§ TASK GOAL
Among the entries below, how many lines include the string "monitor"? Answer with only the number.

BEGIN EXERCISE INPUTS

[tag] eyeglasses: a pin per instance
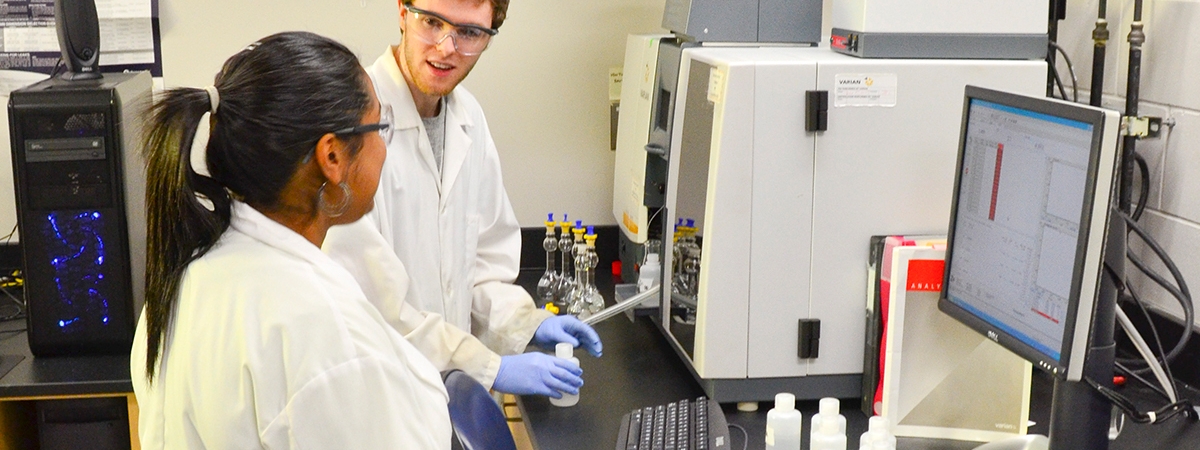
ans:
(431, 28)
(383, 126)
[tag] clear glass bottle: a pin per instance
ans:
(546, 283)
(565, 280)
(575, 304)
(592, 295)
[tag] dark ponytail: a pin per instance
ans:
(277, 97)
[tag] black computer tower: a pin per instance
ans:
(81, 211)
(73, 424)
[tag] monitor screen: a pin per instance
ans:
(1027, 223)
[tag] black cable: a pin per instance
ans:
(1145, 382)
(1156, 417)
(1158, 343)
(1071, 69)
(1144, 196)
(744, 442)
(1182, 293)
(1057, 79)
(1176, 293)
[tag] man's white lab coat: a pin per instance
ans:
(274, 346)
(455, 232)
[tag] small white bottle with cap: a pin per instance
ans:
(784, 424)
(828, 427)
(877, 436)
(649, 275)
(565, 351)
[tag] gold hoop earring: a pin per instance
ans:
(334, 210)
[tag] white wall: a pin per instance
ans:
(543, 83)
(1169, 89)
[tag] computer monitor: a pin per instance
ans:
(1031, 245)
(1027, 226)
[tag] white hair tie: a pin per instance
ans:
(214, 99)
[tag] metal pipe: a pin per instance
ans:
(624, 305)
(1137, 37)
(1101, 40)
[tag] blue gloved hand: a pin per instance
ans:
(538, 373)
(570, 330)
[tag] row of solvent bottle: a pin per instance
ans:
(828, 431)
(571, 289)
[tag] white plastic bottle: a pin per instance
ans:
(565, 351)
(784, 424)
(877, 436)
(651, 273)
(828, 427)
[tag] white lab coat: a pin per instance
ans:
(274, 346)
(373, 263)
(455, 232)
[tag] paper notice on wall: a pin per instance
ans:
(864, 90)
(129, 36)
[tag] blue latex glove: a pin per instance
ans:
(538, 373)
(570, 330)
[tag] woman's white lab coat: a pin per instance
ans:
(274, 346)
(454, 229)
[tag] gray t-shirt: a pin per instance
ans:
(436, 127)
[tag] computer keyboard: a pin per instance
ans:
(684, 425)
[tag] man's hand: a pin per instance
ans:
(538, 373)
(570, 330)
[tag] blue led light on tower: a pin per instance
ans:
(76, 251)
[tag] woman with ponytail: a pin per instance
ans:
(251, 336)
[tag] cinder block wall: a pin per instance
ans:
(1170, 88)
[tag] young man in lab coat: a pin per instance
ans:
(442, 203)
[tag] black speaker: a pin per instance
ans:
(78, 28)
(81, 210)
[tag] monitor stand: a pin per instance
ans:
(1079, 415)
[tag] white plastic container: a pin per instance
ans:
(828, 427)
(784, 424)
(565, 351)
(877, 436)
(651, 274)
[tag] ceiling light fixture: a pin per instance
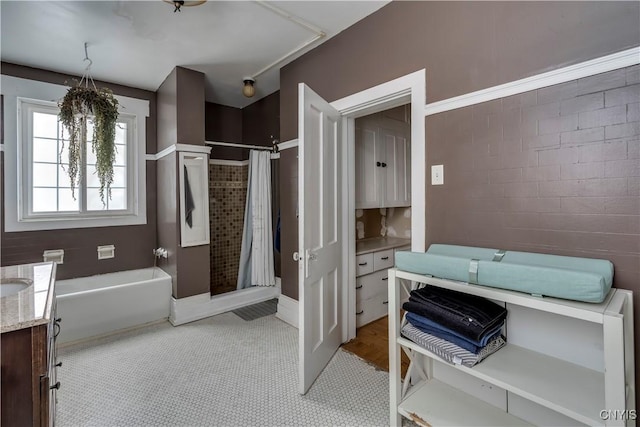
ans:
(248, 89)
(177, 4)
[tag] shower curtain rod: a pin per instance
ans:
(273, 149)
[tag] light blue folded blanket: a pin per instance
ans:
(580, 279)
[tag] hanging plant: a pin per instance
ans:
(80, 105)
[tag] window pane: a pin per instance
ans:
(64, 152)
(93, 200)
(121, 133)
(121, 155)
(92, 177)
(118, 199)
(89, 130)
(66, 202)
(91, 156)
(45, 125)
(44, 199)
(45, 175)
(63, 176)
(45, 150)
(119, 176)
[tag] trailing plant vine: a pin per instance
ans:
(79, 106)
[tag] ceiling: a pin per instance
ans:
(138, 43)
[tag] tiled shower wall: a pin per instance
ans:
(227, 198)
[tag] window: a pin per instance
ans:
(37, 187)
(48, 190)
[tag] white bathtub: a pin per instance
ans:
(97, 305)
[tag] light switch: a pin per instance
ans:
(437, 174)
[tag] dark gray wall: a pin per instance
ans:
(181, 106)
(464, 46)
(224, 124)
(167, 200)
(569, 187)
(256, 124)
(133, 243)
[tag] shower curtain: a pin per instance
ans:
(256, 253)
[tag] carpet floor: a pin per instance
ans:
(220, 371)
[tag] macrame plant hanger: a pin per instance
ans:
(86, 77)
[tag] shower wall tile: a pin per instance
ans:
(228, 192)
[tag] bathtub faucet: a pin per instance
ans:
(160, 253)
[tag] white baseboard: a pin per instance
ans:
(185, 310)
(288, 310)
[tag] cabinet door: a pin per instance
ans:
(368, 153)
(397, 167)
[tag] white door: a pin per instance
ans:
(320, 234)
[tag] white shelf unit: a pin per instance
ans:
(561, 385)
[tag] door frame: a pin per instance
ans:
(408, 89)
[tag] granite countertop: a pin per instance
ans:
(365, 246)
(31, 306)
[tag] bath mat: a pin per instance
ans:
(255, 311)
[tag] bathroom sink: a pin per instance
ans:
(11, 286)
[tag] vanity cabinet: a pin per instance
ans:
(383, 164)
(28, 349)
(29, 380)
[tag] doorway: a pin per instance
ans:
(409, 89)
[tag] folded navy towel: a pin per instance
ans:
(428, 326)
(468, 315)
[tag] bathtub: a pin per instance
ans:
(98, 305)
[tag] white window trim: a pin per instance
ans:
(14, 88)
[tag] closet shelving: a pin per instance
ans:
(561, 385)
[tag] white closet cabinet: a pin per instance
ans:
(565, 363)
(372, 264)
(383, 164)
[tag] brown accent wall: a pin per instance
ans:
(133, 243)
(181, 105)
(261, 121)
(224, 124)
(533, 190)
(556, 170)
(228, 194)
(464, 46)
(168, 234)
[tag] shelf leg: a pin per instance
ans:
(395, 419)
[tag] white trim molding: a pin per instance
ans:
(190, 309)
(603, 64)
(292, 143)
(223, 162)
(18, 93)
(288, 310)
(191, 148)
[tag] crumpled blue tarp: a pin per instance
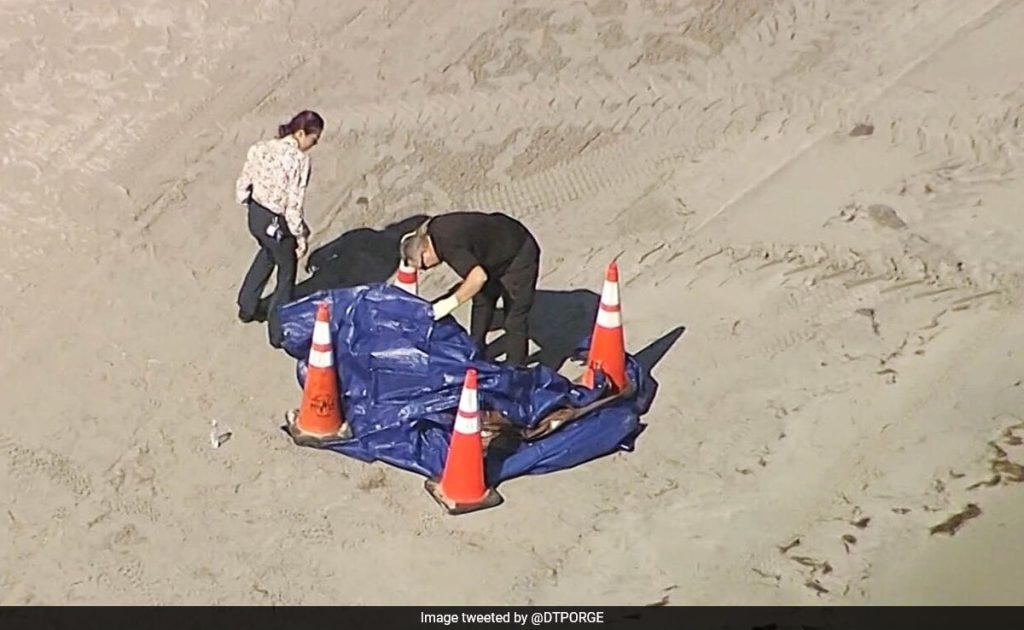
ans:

END EXERCISE INPUTS

§ SOLUTION TO THIS PROBLEM
3